[Descrição da tarefa]
Repita literalmente o trecho do documento sobre a controvérsia entre materialismo e design na Antiguidade que vai de "No que diz respeito" até "cosmo real. (13)", incluindo essas duas passagens.

-------- Documento --------

No que diz respeito à Antiguidade greco-romana, as linhas mestras da controvérsia estão postas; o que houve depois, no helenismo, e mesmo durante o período que se estendeu, exclusive, a Descartes, foi essencialmente a repetição das ideias que remontam a Empédocles, Sócrates e Aristóteles. Na época helenística, o epicurismo constituiu a segunda onda do materialismo grego, e os estoicos, tributários do Sócrates de Xenofonte e do Timeu, reformularam o argumento do desígnio à luz dos inventos de Arquimedes e de outros gênios da engenharia, estabelecendo analogias, por exemplo, entre uma miniatura mecânica do cosmo e o cosmo real. (13)
O quadro geral dessa controvérsia é complicadíssimo e intelectualmente insatisfatório. O modelo filogenético a que se aferram os materialistas, como já apontei, não dá conta dos liames taxonômicos que conectam os organismos de nossa biosfera. Com efeito, se cada organismo é formado de modo independente, como explicar as homologias e os órgãos vestigiais? Ao mesmo tempo, a reação iniciada por Sócrates não se apercebe em nenhum momento dessa deficiência da teoria materialista (Platão, aliás, limita-se a declamar em favor do design inteligente, e Aristóteles sequer alveja uma versão forte da filogenia de Empédocles). Consequentemente, trata-se de um debate em que uma filogenia materialista objetivamente insustentável não é combatida com bons argumentos. Se, por hipótese, os organismos da Terra não estivessem inseridos numa vasta hierarquia de relações taxonômicas, um proponente da filogenia de Empédocles teria razão em sustentar que a imensidão do espaço tem o poder de realizar aquilo que seus adversários insistem em vincular a uma inteligência criativa. (14)
Bibliografia
ARISTÓTELES. Generation of Animals. In: The Complete Works of Aristotle. Vol. I. Princeton: Princeton University Press, 1984.

-------- Dados --------

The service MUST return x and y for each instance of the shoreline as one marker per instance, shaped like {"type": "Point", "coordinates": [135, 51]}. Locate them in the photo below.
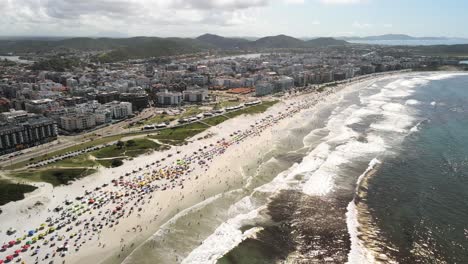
{"type": "Point", "coordinates": [240, 153]}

--------

[Resposta esperada]
No que diz respeito à Antiguidade greco-romana, as linhas mestras da controvérsia estão postas; o que houve depois, no helenismo, e mesmo durante o período que se estendeu, exclusive, a Descartes, foi essencialmente a repetição das ideias que remontam a Empédocles, Sócrates e Aristóteles. Na época helenística, o epicurismo constituiu a segunda onda do materialismo grego, e os estoicos, tributários do Sócrates de Xenofonte e do Timeu, reformularam o argumento do desígnio à luz dos inventos de Arquimedes e de outros gênios da engenharia, estabelecendo analogias, por exemplo, entre uma miniatura mecânica do cosmo e o cosmo real. (13)